- _Task to complete_:
Take the line with "For every instance of the sea, the" and the rest of the lines after it, to the end of the entries, and restate them exactly.
○ ○ ○ ○ ○
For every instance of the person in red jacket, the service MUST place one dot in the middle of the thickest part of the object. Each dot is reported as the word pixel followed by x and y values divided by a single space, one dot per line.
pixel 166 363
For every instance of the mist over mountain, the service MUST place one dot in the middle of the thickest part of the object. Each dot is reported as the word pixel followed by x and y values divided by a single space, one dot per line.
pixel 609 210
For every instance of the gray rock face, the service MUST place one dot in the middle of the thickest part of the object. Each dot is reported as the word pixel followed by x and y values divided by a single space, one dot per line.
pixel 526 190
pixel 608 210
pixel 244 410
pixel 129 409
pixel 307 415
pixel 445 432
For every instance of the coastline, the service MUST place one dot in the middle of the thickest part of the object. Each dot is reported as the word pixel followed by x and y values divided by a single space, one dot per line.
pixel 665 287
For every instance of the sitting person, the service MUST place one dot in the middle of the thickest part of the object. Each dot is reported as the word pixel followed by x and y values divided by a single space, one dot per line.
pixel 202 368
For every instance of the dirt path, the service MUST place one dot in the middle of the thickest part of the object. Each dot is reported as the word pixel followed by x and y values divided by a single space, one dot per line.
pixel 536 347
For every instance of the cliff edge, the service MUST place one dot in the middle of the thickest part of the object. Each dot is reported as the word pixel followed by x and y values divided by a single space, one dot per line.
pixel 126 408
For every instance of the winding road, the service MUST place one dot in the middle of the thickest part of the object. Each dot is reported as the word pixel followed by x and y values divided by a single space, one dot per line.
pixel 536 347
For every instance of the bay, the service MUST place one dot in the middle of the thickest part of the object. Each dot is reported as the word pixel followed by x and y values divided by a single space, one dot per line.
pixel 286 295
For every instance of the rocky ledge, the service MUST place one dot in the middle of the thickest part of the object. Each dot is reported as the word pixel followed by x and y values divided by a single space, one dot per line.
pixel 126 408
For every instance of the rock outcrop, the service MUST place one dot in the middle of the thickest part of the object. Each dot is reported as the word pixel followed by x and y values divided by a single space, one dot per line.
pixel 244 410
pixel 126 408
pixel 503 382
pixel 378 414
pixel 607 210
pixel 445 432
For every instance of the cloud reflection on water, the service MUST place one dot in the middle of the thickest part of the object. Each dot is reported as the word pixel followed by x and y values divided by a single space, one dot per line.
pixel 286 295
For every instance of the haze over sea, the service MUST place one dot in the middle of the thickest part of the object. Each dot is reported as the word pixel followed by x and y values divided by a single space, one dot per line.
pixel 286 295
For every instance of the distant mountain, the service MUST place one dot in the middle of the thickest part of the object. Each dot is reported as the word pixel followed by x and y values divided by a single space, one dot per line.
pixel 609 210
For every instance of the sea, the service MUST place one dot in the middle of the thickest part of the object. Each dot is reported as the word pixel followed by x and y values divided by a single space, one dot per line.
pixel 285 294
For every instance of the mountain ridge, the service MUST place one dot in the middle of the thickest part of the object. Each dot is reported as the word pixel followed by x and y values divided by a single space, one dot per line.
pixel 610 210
○ ○ ○ ○ ○
- _Answer to the exercise_:
For every instance of the sea, the service MUST place one dot in the middle of the thickest part of the object. Each dot is reported as the word pixel followed by x and y values divided by a single space, one dot per line.
pixel 285 294
For every instance of the mountain ridge, the service MUST place one dot in the middle of the thickest part of the object. Each dot is reported as the word pixel followed by x and y values divided by a single space, one dot per line.
pixel 610 210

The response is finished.